▶ _EXERCISE DETAILS_
Please return only the lines from the one holding "in dark suit." through the one holding "of the eyeglasses.", exactly as they appear in the records below, both ends included.

▶ _SOURCE DATA_
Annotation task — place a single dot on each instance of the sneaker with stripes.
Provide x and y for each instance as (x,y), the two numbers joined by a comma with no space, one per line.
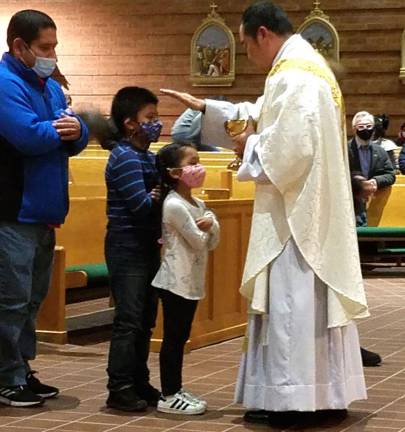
(19,396)
(194,398)
(179,403)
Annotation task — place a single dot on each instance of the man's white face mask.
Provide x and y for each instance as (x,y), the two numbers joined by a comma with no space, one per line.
(43,66)
(365,133)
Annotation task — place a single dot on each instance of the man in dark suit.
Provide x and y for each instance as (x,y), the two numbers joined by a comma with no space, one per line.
(371,169)
(371,160)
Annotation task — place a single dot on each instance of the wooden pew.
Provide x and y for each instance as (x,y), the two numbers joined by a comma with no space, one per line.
(386,227)
(221,315)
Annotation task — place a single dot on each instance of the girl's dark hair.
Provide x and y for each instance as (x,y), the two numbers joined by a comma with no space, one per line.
(170,156)
(26,25)
(126,104)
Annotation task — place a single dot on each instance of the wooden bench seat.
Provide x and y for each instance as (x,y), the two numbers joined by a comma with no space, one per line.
(220,316)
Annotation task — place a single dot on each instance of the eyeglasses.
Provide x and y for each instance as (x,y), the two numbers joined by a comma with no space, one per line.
(365,127)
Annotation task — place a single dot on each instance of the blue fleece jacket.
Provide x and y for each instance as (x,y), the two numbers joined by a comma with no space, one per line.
(33,158)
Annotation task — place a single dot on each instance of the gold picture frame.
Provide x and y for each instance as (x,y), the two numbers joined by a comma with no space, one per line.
(213,53)
(402,70)
(321,33)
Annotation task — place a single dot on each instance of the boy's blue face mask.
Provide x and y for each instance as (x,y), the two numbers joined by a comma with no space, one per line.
(152,130)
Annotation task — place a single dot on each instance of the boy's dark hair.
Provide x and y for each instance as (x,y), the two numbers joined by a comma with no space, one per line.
(128,102)
(265,13)
(26,25)
(168,157)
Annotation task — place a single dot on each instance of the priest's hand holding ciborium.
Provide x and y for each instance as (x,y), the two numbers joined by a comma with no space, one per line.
(239,130)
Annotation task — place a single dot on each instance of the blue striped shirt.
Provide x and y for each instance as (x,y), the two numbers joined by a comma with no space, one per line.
(130,176)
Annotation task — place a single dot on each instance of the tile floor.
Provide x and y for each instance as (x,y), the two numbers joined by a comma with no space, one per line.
(79,371)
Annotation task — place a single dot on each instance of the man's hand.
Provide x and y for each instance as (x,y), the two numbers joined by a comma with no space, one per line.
(239,141)
(155,193)
(205,223)
(68,128)
(187,99)
(369,188)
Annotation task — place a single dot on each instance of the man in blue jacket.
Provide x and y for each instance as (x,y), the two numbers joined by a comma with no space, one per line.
(37,136)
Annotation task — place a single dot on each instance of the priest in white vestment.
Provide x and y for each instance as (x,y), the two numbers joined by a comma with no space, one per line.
(302,273)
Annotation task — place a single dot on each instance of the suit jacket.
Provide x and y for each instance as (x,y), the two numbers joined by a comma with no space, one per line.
(381,168)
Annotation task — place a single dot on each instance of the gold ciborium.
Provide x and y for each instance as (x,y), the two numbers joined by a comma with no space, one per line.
(233,128)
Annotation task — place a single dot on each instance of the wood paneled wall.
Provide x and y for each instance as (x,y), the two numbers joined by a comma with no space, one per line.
(106,44)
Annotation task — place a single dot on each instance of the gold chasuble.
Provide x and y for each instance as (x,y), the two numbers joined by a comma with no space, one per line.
(303,152)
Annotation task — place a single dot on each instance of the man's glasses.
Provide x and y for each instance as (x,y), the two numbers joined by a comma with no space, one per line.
(365,127)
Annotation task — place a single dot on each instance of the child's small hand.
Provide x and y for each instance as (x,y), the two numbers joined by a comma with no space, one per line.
(155,193)
(205,223)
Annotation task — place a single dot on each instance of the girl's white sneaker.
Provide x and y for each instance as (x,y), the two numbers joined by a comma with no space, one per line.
(179,404)
(194,398)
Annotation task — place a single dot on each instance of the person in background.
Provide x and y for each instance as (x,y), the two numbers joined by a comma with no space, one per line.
(380,129)
(400,141)
(370,161)
(37,136)
(190,230)
(187,128)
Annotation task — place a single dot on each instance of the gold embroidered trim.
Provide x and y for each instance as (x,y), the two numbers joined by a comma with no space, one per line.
(314,68)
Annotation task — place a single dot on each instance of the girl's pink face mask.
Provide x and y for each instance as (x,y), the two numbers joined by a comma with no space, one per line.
(193,176)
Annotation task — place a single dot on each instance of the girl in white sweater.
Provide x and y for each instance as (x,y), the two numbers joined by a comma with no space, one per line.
(190,230)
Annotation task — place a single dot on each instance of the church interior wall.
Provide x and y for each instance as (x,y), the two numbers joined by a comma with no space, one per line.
(105,45)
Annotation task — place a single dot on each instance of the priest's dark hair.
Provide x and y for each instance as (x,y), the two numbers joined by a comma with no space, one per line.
(267,14)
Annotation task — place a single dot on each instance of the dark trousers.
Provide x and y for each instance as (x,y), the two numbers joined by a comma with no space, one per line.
(26,255)
(178,314)
(132,265)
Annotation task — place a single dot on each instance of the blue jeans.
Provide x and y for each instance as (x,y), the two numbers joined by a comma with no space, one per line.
(26,255)
(132,264)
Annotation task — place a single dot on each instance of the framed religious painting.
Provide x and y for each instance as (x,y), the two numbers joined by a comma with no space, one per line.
(213,53)
(321,34)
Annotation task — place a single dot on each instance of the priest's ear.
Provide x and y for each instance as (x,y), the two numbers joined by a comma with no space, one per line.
(263,33)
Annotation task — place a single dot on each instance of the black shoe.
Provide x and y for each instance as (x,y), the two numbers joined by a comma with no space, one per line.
(150,394)
(19,396)
(257,416)
(369,358)
(126,400)
(279,419)
(43,390)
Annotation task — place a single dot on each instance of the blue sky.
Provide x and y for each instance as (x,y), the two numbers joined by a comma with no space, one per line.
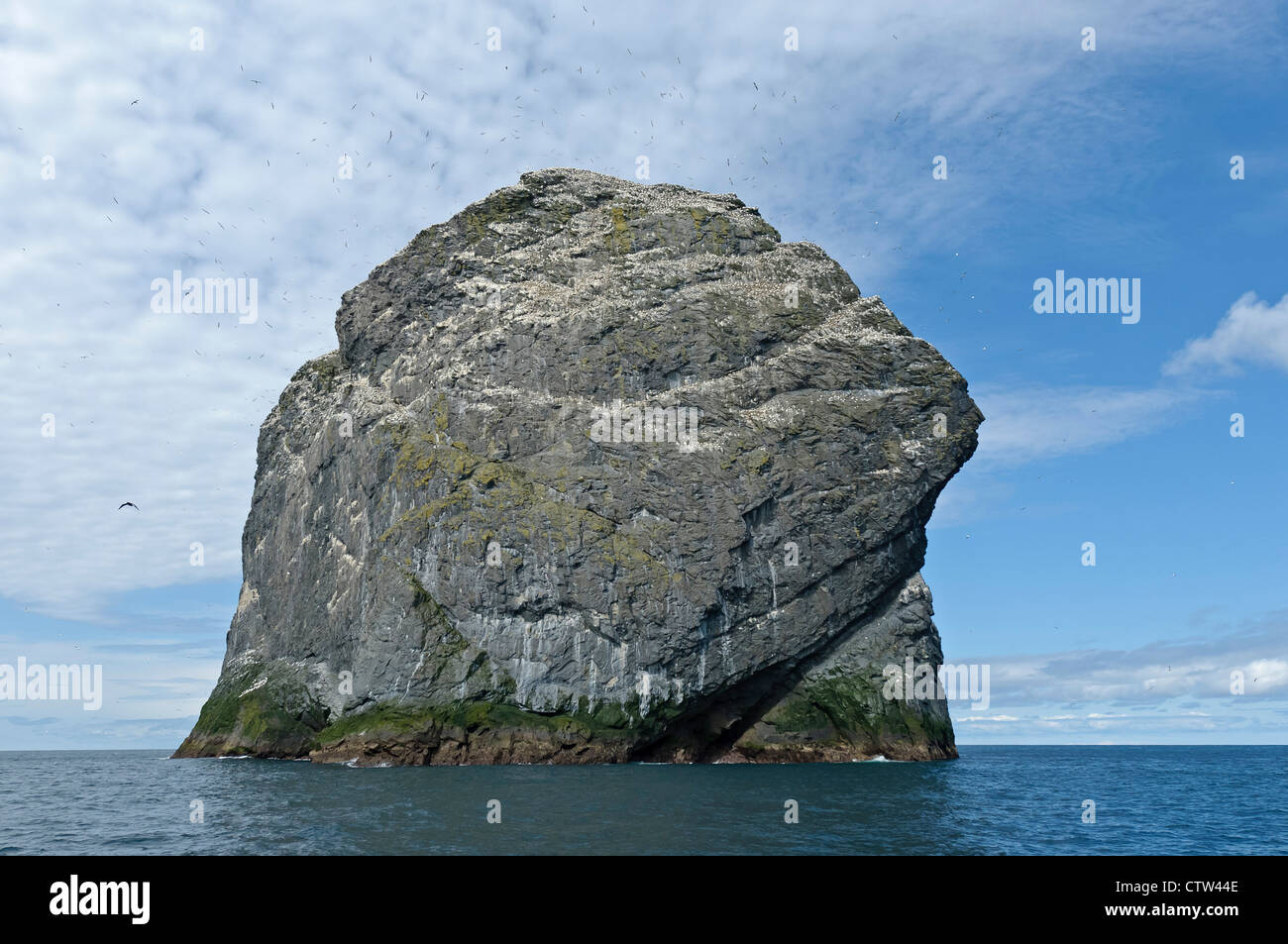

▶ _FINISHED EXERCISE_
Annotation task — place a single dot on each instance of the man in dark suit.
Provide x and y for each instance as (x,y), the two numbers joined by a comma with no space, one per line.
(371,169)
(371,160)
Annotation task — place a single dot on each instance of the wooden pew.
Provide x and y for each instance as (x,y), the two numbers joined by a comma with no space, one per line.
(386,227)
(221,315)
Annotation task — place a single dot on each instance of the girl's dark hair.
Provide x and y for each instance as (x,y), the two numbers joined by a comma with no space, one per line.
(170,156)
(26,25)
(126,104)
Annotation task — place a single dot on each instance of the wooden bench seat.
Provide x and y for each instance as (x,y), the two numbers joined by a comma with no space, one per line.
(220,316)
Annotation task — place a single dot on each instance of the eyeglasses.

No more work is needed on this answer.